■ What this task involves:
Please repeat the data exactly, leaving nothing out.

Stored items:
══════
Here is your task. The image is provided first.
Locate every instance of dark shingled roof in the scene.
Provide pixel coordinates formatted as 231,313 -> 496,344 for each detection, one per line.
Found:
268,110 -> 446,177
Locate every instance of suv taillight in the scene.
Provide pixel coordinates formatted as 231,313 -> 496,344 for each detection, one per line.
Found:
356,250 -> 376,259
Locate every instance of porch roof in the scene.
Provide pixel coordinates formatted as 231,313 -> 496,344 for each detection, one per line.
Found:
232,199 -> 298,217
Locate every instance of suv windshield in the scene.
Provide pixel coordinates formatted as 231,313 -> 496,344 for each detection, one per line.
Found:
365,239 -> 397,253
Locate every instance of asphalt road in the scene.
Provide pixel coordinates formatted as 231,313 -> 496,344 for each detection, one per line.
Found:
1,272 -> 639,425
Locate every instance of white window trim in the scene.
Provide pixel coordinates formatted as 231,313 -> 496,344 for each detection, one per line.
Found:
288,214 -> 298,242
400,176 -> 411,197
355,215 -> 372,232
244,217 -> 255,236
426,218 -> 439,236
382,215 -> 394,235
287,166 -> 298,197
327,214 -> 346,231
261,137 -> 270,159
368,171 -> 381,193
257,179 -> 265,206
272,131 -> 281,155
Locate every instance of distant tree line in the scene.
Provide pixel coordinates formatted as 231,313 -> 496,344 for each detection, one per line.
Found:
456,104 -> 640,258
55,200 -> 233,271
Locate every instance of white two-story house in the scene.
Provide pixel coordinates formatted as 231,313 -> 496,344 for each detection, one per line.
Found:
══════
■ Output of the exercise:
Here is your task. The image is provided first.
Locate every instance of dark shingled roof in the scene.
Provide pixel coordinates formatted as 231,313 -> 496,344 for each detection, one per line.
Found:
268,110 -> 446,177
Locate every instance of suv taillight in the scene.
Provide pixel coordinates formatted as 231,313 -> 496,344 for each detection, one per line.
Found:
356,250 -> 376,259
Locate every instance of porch roof in the scene.
Provide pixel coordinates formatted as 231,313 -> 496,344 for each detection, one per line.
Found:
232,199 -> 298,217
Locate every instance of suv windshield in the scene.
Provide pixel coordinates formatted as 231,313 -> 496,344 for each detection, one per line.
Found:
365,239 -> 397,253
Locate every instance of asphalt road in the scene.
Provide pixel coordinates formatted as 231,313 -> 496,344 for each detection, one per line.
Found:
1,272 -> 639,425
Locate every instance of white window trim in the scene.
Provide pixel coordinates formatted as 231,313 -> 496,344 for each detection, one per line.
Found:
288,214 -> 298,242
400,176 -> 411,197
355,215 -> 372,232
244,217 -> 255,236
426,218 -> 439,236
382,215 -> 394,235
287,166 -> 298,197
327,214 -> 346,231
261,137 -> 270,159
368,171 -> 381,193
257,179 -> 265,206
272,131 -> 281,155
Locate every instance of distant tree line in the scene.
Provide pixel coordinates formatted as 231,313 -> 496,344 for each detection, one per line.
Found:
456,104 -> 640,258
55,200 -> 233,271
Locate every instance of white two-story house in the scene.
Provide pixel coordinates formatted as 231,313 -> 496,344 for each detection, one per line.
Found:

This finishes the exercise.